- [Stored items]
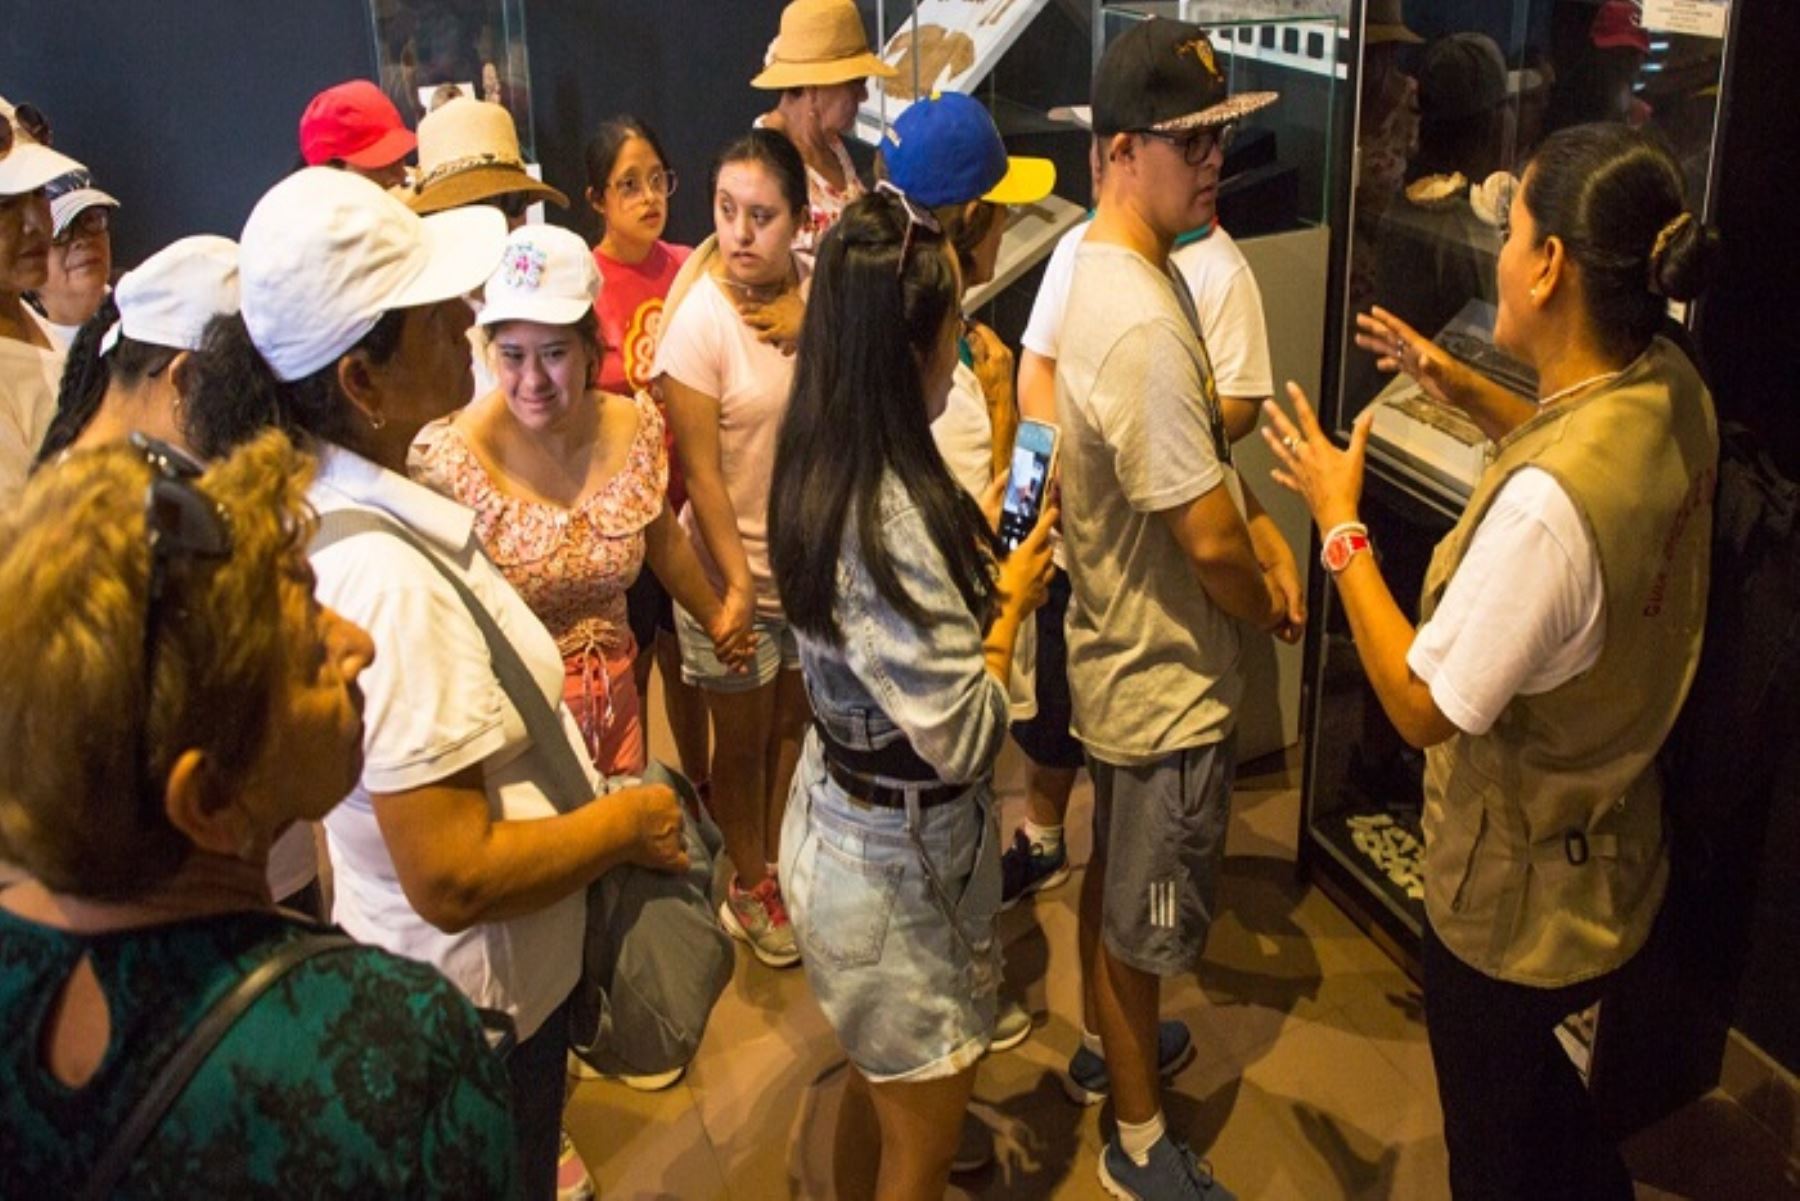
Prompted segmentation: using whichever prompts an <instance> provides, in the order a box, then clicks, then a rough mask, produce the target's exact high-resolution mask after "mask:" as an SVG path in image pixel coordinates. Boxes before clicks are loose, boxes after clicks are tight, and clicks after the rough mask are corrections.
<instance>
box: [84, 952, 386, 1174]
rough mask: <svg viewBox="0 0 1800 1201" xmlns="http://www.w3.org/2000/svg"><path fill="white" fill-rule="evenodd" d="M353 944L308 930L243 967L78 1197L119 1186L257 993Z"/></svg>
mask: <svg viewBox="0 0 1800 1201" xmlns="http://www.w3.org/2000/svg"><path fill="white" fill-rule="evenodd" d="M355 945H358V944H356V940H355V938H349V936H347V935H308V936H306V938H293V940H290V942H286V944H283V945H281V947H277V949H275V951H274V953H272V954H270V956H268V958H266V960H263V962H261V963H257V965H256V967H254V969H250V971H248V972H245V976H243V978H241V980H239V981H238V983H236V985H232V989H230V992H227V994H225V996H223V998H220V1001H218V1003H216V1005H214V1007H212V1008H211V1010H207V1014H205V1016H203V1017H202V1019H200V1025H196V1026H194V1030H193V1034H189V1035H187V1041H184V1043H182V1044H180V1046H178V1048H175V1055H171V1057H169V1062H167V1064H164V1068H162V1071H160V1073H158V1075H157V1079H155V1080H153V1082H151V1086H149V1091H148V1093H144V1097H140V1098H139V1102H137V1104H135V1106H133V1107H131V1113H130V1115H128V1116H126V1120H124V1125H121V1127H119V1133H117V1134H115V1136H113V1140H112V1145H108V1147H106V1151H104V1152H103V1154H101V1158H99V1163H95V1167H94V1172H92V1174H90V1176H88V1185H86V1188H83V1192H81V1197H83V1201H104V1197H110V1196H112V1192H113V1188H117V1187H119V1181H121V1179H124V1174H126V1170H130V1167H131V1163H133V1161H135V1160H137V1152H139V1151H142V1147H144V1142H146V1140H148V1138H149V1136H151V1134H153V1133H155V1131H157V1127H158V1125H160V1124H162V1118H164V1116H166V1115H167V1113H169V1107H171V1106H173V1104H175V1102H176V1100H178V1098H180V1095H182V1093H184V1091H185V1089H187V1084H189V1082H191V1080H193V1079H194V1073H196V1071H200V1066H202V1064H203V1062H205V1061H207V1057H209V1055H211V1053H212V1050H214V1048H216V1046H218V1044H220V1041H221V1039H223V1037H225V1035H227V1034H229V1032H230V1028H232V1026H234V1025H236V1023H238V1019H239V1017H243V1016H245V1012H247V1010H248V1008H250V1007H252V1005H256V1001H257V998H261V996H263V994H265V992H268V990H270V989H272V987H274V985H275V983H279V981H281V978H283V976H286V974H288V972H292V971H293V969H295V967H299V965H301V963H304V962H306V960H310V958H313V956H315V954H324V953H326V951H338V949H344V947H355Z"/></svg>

- [Assignment] Copy every entry above word for word, leaving out the pictures.

- [Response]
Prompted segmentation: using whichever prompts an <instance> provides, in the order a box, then clicks, then a rough mask, produce the target's exact high-resolution mask after "mask:" as an SVG path in image pixel coordinates. Boxes before clicks are loose, boxes after clicks are tight, and clicks after the rough mask are corrections.
<instance>
box: [84, 952, 386, 1174]
rough mask: <svg viewBox="0 0 1800 1201" xmlns="http://www.w3.org/2000/svg"><path fill="white" fill-rule="evenodd" d="M353 944L308 930L243 967L78 1197L119 1186L257 993Z"/></svg>
mask: <svg viewBox="0 0 1800 1201" xmlns="http://www.w3.org/2000/svg"><path fill="white" fill-rule="evenodd" d="M355 945H358V944H356V940H355V938H349V936H347V935H308V936H306V938H293V940H290V942H286V944H283V945H281V947H277V949H275V951H274V953H272V954H270V956H268V958H266V960H263V962H261V963H257V965H256V967H254V969H250V971H248V972H245V976H243V978H241V980H239V981H238V983H236V985H232V989H230V992H227V994H225V996H223V998H220V1001H218V1003H216V1005H214V1007H212V1008H211V1010H207V1014H205V1016H203V1017H202V1019H200V1025H196V1026H194V1030H193V1034H189V1035H187V1041H184V1043H182V1044H180V1046H178V1048H175V1055H171V1057H169V1062H167V1064H164V1068H162V1071H160V1073H158V1075H157V1079H155V1080H153V1082H151V1086H149V1091H148V1093H144V1097H140V1098H139V1102H137V1104H135V1106H133V1107H131V1113H130V1115H128V1116H126V1120H124V1125H121V1127H119V1133H117V1134H115V1136H113V1140H112V1145H108V1147H106V1151H104V1152H103V1154H101V1158H99V1163H95V1167H94V1172H92V1174H90V1176H88V1185H86V1188H83V1192H81V1197H83V1201H104V1197H110V1196H112V1192H113V1188H117V1187H119V1181H121V1179H124V1174H126V1170H130V1167H131V1163H133V1161H135V1160H137V1152H139V1151H142V1147H144V1142H146V1140H148V1138H149V1136H151V1134H153V1133H155V1131H157V1127H158V1125H160V1124H162V1118H164V1116H166V1115H167V1113H169V1107H171V1106H173V1104H175V1102H176V1100H178V1098H180V1095H182V1093H184V1091H185V1089H187V1084H189V1082H191V1080H193V1079H194V1073H196V1071H200V1066H202V1064H203V1062H205V1061H207V1057H209V1055H211V1053H212V1050H214V1048H216V1046H218V1044H220V1041H221V1039H223V1037H225V1035H227V1034H229V1032H230V1028H232V1026H234V1025H236V1023H238V1019H239V1017H243V1016H245V1012H247V1010H248V1008H250V1007H252V1005H256V1001H257V998H261V996H263V994H265V992H268V990H270V989H272V987H274V985H275V983H279V981H281V978H283V976H286V974H288V972H292V971H293V969H295V967H299V965H301V963H304V962H306V960H310V958H313V956H315V954H324V953H326V951H338V949H344V947H355Z"/></svg>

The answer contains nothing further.